_TASK REQUIREMENTS_. Copy out all of the data exactly as it appears.

_SOURCE RECORDS_.
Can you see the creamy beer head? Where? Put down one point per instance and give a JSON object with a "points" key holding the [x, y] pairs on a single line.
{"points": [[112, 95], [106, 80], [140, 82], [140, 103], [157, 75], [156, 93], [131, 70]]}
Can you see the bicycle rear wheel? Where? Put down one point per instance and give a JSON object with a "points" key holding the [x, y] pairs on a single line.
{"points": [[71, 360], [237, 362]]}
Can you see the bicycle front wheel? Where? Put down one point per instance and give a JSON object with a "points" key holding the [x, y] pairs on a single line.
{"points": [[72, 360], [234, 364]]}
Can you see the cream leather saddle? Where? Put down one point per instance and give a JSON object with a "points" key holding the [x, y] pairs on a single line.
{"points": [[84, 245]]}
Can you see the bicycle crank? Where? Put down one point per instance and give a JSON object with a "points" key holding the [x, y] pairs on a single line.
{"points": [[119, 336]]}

_PROBLEM SOLUTION_.
Can you see the creamy beer head? Where? Put down one point per instance and give a JSON object with a "points" key holding the [x, y] pairs on a single line.
{"points": [[112, 95], [106, 80], [140, 82], [140, 103], [157, 75], [156, 93], [131, 70]]}
Can you see the bicycle rear wheel? Where? Put down one point per instance and give a JSON object with a "points" key holding the [x, y] pairs on a single line.
{"points": [[71, 360], [237, 362]]}
Can you see the bicycle front wheel? Where? Put down one point per instance and give a JSON object with a "points" key holding the [x, y] pairs on a single line.
{"points": [[72, 360], [234, 364]]}
Can you see the cream leather saddle? Where? Put down one point per instance and give a JSON object with a "points" key holding the [x, y] pairs on a single line.
{"points": [[84, 245]]}
Can you see the bicycle crank? Where? Put down one point per instance and give a JSON object with a "points" key holding the [x, y] pairs on a single line.
{"points": [[119, 336]]}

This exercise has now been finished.